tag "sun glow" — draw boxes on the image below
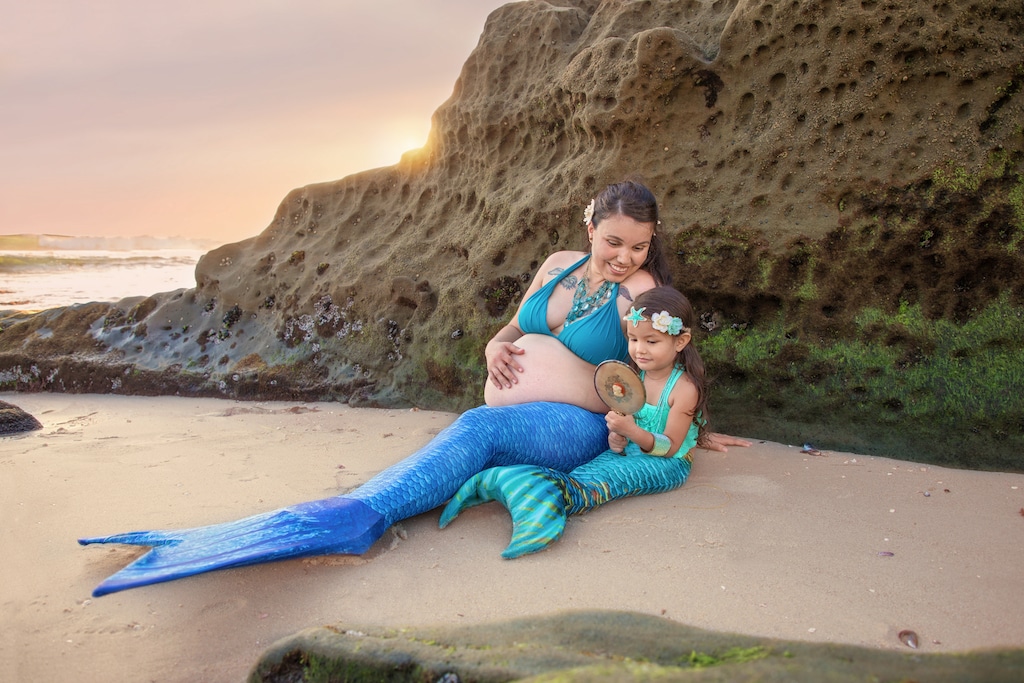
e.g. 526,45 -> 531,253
374,119 -> 430,166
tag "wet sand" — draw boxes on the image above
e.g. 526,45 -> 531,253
0,393 -> 1024,683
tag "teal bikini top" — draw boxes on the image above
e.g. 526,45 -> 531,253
519,254 -> 629,366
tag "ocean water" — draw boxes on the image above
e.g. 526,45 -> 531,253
0,236 -> 209,311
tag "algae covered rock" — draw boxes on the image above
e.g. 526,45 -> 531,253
0,0 -> 1024,470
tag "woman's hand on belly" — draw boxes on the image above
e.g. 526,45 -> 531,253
483,334 -> 607,414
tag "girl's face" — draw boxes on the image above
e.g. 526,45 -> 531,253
587,215 -> 654,283
626,321 -> 690,373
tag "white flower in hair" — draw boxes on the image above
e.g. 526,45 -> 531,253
650,310 -> 683,335
583,200 -> 595,225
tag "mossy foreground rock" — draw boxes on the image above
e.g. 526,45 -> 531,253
0,0 -> 1024,470
249,611 -> 1024,683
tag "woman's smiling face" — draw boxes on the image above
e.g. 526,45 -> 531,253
589,214 -> 654,283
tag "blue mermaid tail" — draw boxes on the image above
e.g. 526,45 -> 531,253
440,451 -> 691,559
79,403 -> 607,597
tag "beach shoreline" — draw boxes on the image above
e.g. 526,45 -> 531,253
0,392 -> 1024,683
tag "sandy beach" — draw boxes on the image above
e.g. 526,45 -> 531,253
0,393 -> 1024,683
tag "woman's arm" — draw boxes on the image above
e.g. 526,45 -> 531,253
483,252 -> 565,390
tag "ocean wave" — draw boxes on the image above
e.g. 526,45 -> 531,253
0,251 -> 205,273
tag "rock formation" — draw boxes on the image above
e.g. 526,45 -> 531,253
0,0 -> 1024,469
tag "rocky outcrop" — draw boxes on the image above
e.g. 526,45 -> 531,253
0,0 -> 1024,468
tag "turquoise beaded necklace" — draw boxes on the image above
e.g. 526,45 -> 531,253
565,263 -> 611,325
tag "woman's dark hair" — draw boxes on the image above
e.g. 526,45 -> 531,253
592,180 -> 672,285
633,287 -> 708,445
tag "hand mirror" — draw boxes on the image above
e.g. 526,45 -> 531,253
594,360 -> 647,415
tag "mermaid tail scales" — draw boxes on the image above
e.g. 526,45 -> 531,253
440,451 -> 690,559
440,465 -> 568,559
79,403 -> 607,596
79,497 -> 388,597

● ● ●

Objective
Gather every line of the records above that contains the string "beach", treating uppercase and lowercase as distinct.

Problem solution
tag "beach shoreline" — draw boxes on the image above
tag "sandy beach" — draw boxes on the image above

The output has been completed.